**Exercise task:**
Output the lines that follow exactly as they are.
*-*-*
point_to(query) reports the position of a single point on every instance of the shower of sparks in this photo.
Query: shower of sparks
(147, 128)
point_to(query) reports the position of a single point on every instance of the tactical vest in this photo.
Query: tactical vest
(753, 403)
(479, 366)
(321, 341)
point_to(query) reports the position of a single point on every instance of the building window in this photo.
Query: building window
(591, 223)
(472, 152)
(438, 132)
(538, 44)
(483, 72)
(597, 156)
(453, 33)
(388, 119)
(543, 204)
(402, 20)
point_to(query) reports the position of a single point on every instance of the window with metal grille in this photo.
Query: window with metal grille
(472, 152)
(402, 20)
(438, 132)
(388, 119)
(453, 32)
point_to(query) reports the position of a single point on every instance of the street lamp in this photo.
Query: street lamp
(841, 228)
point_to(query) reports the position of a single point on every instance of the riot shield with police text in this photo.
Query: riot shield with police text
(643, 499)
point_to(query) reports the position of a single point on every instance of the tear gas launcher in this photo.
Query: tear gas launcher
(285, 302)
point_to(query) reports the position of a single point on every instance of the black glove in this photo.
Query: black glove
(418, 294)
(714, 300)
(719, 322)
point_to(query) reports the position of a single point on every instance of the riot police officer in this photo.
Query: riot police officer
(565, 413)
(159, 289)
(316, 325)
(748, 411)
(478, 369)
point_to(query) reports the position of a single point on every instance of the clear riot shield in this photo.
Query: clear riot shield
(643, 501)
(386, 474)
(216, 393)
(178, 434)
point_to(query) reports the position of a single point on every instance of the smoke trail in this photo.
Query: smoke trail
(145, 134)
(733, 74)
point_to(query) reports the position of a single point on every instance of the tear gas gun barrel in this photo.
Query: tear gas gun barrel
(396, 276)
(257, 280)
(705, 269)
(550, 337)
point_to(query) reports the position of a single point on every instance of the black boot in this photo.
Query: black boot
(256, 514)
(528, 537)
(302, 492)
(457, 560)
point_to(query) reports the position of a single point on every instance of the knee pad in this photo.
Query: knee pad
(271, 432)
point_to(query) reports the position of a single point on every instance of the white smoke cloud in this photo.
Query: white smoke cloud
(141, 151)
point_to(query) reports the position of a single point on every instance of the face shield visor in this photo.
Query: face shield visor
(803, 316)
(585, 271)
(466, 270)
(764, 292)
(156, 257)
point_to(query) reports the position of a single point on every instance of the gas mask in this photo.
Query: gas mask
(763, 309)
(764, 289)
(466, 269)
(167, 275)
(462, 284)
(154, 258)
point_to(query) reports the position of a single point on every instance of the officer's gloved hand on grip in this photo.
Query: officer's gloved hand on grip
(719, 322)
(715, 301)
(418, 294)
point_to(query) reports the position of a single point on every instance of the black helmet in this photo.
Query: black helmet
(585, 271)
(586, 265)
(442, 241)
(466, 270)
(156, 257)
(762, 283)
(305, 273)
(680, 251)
*-*-*
**Solution below:**
point_to(query) reports the position of a single point on every instance of the shower of sparks in this photo.
Query: shower of sparks
(147, 128)
point_to(query) reports the position of a single point on every instance of the tactical vest in this photo.
Query: tactical vest
(753, 403)
(479, 366)
(321, 341)
point_to(query) reports the position of a single point on every instance of the building window in this photo.
Query: building window
(591, 223)
(472, 152)
(438, 132)
(538, 44)
(483, 72)
(597, 156)
(453, 33)
(388, 119)
(543, 204)
(402, 20)
point_to(query) reports the position of a single point on every instance of the window with metal grille in this photo.
Query: window with metal grille
(472, 152)
(402, 20)
(438, 132)
(388, 119)
(453, 32)
point_to(query) reports the position of a single point on every instance of the street lamp in this photo.
Query: street lamp
(841, 228)
point_to(query) reports the position of a single point on every instance of the riot shield with police text in this photo.
Query: riot shield with police text
(643, 499)
point_to(query) reports the position of a single point on every instance of the tear gas launcher in this photo.
Query: tear gas launcher
(285, 302)
point_to(query) reports the position of a single point on every instance of the black glove in this photo.
Query: black glove
(418, 294)
(714, 300)
(719, 322)
point_to(query) reports the position of a single point on every instance of the riot police officer in this photo.
Query: riot police officer
(565, 413)
(159, 289)
(316, 325)
(748, 411)
(478, 369)
point_to(query) reports the position of a single point on every instance of the clear riot shield in this photo.
Query: clear riot shield
(643, 501)
(386, 474)
(216, 393)
(178, 434)
point_to(query) reports the position of a single point on every instance of the smoke trail in this photo.
Query: smoke trail
(145, 134)
(733, 74)
point_to(query) reports the position of a single point on every instance of the tear gas gun barrel in this photo.
Query: tear gas gun barrel
(396, 276)
(257, 280)
(705, 269)
(550, 337)
point_to(query) reports the position of a single point on every instance of the black boot in this photo.
Query: black boot
(256, 514)
(528, 537)
(302, 492)
(457, 560)
point_to(query) reports the position of a single point on every instance of the knee pad in this photo.
Query: knee pad
(271, 432)
point_to(query) reports the position of a single point on every instance of the white smoke cloud in this photo.
Query: white smoke cloud
(141, 151)
point_to(query) reports the position of a single point on every instance of the face shield visor in this photo.
Query: face shield visor
(803, 316)
(585, 271)
(466, 270)
(764, 292)
(156, 257)
point_to(query) reports the position of a single point on every instance of the gas mask in this photo.
Query: gas mask
(763, 309)
(764, 289)
(466, 269)
(167, 275)
(462, 284)
(154, 258)
point_to(query) reports the position of a single point on every instance of the officer's gloved hand on grip in this photo.
Query: officer's gloved hand on grip
(719, 322)
(715, 301)
(418, 294)
point_to(query) reports the position of a single point on every instance of the black helmet in this photo.
Query: black helmet
(585, 271)
(586, 265)
(442, 241)
(466, 270)
(156, 257)
(762, 283)
(305, 273)
(680, 251)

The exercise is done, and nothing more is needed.